── Texte source

L'année suivante, même scénario, mais j'ai laissé cette fois trois bouteilles de vin vides au pied du sapin, et ai renversé les chaises par terre, laissant croire à la gamine que le barbu ne tenait plus debout quand il était parti de la maison. Ma fille est rentrée tout de suite dans le jeu, éclatant de rire devant ma colère simulée contre le voleur alcoolique. D'un commun accord, nous avons décidé de le foutre à la porte, et de ne plus passer par lui pour l'année suivante.

Voilà comment, en douceur, nous avons, avec sa mère, réglé définitivement cette question.

J'avoue que j'attends avec impatience de voir comment mes enfants, avec leurs histoires différentes, vont s'y prendre avec leurs héritiers.

Pierre Cassen

2.3 - Noël chez les Gremlins

Tous les ans, à l'approche des fêtes de Noël, nous allions voir, mes frères et moi, le dernier dessin animé de Walt Disney au cinéma. Le menu était toujours le même : Walt Disney nous promettait qu'il y aurait du sucre et des larmes, et puis que tout se terminerait bien à la fin. Les péripéties auxquelles les héros étaient confontés nous faisaient parfois trembler. Mais nous présentions que les êtres injustement séparés se retrouveraient bientôt, que les méchants seraient un jour châtiés, et les bons, récompensés. Nous étions dans un monde où la quantité de bonheur se mesure à celle de la vertu, où les événements se déroulent sur fond d'harmonie préétablie, où les bons sentiments ne peuvent que triompher.

────
── Items fournis

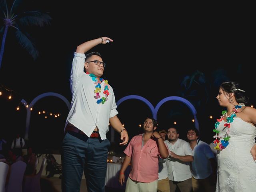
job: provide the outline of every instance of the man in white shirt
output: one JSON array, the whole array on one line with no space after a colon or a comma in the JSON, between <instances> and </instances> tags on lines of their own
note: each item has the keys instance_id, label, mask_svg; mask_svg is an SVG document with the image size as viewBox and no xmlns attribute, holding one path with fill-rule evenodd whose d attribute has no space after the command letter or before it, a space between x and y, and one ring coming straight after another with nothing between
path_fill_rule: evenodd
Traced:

────

- [Objectif de l'exercice]:
Répondez aux questions suivantes à partir du texte source :
1. Combien de bouteilles de vin vides ont été laissées au pied du sapin ?
2. Quel nom figure juste avant le titre « 2.3 - Noël chez les Gremlins » ?
3. Qu'allaient voir au cinéma le narrateur et ses frères à l'approche des fêtes de Noël ?
Les items n'ont aucun lien avec le texte source.

- [Résultat de la tâche]:
1. Trois.
2. Pierre Cassen.
3. Le dernier dessin animé de Walt Disney.